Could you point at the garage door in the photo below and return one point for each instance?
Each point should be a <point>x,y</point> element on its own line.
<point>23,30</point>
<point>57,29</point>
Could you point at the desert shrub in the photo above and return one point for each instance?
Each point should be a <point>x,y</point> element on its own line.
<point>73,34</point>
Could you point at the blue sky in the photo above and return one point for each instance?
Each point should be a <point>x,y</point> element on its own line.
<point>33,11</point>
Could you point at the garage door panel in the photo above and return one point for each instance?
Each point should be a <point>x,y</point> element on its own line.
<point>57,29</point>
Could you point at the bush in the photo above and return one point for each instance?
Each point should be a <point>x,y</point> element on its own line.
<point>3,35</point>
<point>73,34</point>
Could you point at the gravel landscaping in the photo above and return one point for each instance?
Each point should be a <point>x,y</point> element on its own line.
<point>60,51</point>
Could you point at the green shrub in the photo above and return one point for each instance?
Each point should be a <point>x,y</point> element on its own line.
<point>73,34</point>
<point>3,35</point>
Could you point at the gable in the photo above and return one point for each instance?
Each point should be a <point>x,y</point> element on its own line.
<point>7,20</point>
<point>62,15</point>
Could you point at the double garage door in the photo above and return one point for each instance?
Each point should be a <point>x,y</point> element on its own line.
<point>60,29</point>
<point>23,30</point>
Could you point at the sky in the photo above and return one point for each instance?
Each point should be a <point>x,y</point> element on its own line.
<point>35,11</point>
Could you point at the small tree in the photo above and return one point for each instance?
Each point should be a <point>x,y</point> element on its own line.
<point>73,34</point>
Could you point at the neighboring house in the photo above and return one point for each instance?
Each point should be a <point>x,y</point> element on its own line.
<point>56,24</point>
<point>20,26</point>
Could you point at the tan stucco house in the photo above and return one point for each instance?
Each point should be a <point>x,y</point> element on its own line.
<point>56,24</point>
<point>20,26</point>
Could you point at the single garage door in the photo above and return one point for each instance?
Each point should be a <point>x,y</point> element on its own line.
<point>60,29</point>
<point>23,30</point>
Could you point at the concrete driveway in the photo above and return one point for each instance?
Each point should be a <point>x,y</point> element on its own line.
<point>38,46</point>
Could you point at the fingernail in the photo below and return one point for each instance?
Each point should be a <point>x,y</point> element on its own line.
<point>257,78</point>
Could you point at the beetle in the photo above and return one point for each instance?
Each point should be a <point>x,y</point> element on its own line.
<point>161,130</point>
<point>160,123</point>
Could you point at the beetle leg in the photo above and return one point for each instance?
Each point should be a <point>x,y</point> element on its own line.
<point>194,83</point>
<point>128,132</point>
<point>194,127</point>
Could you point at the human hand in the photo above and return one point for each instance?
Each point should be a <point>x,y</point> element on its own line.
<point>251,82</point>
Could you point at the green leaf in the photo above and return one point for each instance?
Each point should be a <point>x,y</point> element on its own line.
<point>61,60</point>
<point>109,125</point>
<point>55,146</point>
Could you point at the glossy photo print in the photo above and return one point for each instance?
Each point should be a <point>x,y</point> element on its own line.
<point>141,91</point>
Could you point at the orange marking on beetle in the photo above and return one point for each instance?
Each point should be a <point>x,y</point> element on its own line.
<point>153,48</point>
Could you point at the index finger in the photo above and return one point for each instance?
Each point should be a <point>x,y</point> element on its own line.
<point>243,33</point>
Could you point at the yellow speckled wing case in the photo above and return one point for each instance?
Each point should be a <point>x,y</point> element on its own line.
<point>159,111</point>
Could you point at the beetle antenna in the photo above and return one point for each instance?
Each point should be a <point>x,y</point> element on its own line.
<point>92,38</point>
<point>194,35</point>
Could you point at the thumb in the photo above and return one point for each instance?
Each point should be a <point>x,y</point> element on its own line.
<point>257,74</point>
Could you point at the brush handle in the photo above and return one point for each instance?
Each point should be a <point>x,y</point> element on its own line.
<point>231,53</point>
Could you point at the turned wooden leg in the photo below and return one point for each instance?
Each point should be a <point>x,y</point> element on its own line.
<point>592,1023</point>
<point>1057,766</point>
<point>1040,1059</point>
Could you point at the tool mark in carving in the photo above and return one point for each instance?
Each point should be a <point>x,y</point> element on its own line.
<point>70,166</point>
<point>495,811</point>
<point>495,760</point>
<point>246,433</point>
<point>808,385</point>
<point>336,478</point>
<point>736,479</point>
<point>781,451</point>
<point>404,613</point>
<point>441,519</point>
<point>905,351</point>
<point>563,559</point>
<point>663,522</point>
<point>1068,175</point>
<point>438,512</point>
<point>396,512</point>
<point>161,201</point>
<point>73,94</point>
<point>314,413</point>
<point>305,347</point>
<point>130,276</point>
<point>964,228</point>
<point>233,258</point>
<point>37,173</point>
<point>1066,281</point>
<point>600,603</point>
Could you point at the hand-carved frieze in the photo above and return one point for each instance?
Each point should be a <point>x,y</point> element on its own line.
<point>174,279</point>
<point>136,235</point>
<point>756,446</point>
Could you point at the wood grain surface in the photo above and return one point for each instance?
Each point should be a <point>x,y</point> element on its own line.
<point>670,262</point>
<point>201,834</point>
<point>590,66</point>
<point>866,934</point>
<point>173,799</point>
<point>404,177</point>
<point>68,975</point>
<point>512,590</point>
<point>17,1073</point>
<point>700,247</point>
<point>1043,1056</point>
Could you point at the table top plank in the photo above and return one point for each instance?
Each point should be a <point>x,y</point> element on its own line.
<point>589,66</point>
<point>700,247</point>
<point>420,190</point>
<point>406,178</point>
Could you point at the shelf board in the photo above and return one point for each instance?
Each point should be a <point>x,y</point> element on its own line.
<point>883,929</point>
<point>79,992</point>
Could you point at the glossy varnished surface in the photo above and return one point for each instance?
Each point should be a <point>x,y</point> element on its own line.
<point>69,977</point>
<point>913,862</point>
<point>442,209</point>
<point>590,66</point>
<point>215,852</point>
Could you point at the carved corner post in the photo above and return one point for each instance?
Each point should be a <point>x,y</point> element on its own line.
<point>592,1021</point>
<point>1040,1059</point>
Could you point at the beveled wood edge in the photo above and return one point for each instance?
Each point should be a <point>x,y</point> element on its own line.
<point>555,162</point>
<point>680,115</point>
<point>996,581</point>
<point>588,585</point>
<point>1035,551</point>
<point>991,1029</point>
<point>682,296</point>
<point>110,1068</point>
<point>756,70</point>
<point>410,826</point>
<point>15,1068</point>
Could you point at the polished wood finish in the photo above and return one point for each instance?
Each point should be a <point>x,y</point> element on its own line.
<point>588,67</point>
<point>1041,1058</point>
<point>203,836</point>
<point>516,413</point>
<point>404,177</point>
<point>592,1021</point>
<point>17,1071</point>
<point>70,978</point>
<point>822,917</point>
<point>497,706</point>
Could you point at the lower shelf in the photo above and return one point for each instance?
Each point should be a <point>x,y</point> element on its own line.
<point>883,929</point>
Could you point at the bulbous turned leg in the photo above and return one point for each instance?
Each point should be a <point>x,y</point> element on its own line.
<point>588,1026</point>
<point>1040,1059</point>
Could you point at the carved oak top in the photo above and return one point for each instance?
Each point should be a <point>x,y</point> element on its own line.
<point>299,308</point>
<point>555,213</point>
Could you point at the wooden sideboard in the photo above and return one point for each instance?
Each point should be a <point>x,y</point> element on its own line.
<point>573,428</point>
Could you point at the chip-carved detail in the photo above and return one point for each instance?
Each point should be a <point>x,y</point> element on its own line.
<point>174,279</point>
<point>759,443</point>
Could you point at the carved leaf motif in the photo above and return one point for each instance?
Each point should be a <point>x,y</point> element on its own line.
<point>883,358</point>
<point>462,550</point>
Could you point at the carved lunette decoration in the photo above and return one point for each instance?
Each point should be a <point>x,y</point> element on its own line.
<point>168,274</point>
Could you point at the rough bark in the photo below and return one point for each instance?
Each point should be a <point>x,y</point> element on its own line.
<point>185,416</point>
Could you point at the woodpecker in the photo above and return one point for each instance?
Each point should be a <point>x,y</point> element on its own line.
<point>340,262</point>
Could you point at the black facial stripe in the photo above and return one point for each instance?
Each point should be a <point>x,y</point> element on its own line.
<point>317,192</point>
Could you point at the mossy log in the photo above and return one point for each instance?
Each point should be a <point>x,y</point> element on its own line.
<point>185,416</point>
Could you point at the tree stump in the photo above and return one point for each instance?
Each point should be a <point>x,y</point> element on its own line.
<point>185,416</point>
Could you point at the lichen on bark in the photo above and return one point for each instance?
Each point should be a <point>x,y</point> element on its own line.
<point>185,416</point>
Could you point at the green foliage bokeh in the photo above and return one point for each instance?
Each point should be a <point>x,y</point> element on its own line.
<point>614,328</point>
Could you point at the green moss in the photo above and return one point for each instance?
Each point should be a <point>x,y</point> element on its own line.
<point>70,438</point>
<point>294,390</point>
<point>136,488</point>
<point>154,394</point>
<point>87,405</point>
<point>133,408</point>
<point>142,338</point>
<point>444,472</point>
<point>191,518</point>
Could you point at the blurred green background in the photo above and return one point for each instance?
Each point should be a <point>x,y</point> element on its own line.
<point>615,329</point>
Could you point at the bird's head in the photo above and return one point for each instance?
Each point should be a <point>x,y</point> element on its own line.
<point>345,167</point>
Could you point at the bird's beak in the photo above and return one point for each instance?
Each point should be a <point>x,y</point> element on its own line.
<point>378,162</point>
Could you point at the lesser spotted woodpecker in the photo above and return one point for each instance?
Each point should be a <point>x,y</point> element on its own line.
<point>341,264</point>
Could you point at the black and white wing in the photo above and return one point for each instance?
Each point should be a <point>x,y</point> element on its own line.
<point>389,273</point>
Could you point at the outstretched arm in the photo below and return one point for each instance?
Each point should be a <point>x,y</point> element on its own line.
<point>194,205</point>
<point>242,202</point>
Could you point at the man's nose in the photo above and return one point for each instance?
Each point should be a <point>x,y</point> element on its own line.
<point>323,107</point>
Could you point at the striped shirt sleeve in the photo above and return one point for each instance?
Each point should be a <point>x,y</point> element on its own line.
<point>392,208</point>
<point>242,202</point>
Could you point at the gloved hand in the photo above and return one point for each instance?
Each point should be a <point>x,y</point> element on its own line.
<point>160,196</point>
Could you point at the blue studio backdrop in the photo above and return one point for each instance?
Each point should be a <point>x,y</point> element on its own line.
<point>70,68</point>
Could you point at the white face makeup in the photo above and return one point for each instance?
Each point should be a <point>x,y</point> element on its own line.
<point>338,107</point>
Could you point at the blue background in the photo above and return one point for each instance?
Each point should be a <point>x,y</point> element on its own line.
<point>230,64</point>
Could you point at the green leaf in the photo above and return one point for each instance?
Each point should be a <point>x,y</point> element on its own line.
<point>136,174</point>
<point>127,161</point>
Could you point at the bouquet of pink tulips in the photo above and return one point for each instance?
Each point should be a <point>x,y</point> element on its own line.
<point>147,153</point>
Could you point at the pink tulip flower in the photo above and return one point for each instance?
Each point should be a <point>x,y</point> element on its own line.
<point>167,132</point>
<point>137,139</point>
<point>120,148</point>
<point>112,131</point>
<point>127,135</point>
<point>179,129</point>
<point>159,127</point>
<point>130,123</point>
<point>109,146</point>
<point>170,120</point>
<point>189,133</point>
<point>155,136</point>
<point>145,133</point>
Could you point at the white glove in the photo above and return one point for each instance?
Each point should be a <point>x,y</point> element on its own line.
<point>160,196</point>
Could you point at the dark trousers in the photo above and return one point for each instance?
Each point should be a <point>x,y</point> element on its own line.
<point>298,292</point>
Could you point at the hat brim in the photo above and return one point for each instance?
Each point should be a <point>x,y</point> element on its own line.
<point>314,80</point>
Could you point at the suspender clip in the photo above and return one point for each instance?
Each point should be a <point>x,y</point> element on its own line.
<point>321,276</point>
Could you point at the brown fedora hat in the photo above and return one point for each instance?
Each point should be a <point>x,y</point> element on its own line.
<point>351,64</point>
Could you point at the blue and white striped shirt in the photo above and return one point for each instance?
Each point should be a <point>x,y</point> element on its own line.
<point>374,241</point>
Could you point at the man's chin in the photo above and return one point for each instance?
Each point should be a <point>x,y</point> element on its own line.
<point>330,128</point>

★ ★ ★ ★ ★

Give back exactly the lines beginning at the one with "Could you point at the hat" and ending at the final line of the material; both boundary lines belong in it.

_Task solution:_
Could you point at the hat brim in the photo above and return one point for each instance?
Each point should be a <point>x,y</point> element on its own line.
<point>314,80</point>
Could you point at the suspender clip in the photo above and return one point for each instance?
Each point should be a <point>x,y</point> element on its own line.
<point>321,276</point>
Could you point at the brown fedora hat in the photo above and return one point for each instance?
Each point should be a <point>x,y</point> element on its own line.
<point>351,64</point>
Could you point at the blue and white striped shirt in the photo above and return one point for each instance?
Each point should be a <point>x,y</point> element on its own line.
<point>374,241</point>
Could you point at the man's chin in the photo above and return one point for each instance?
Each point should be a <point>x,y</point> element on its own line.
<point>330,128</point>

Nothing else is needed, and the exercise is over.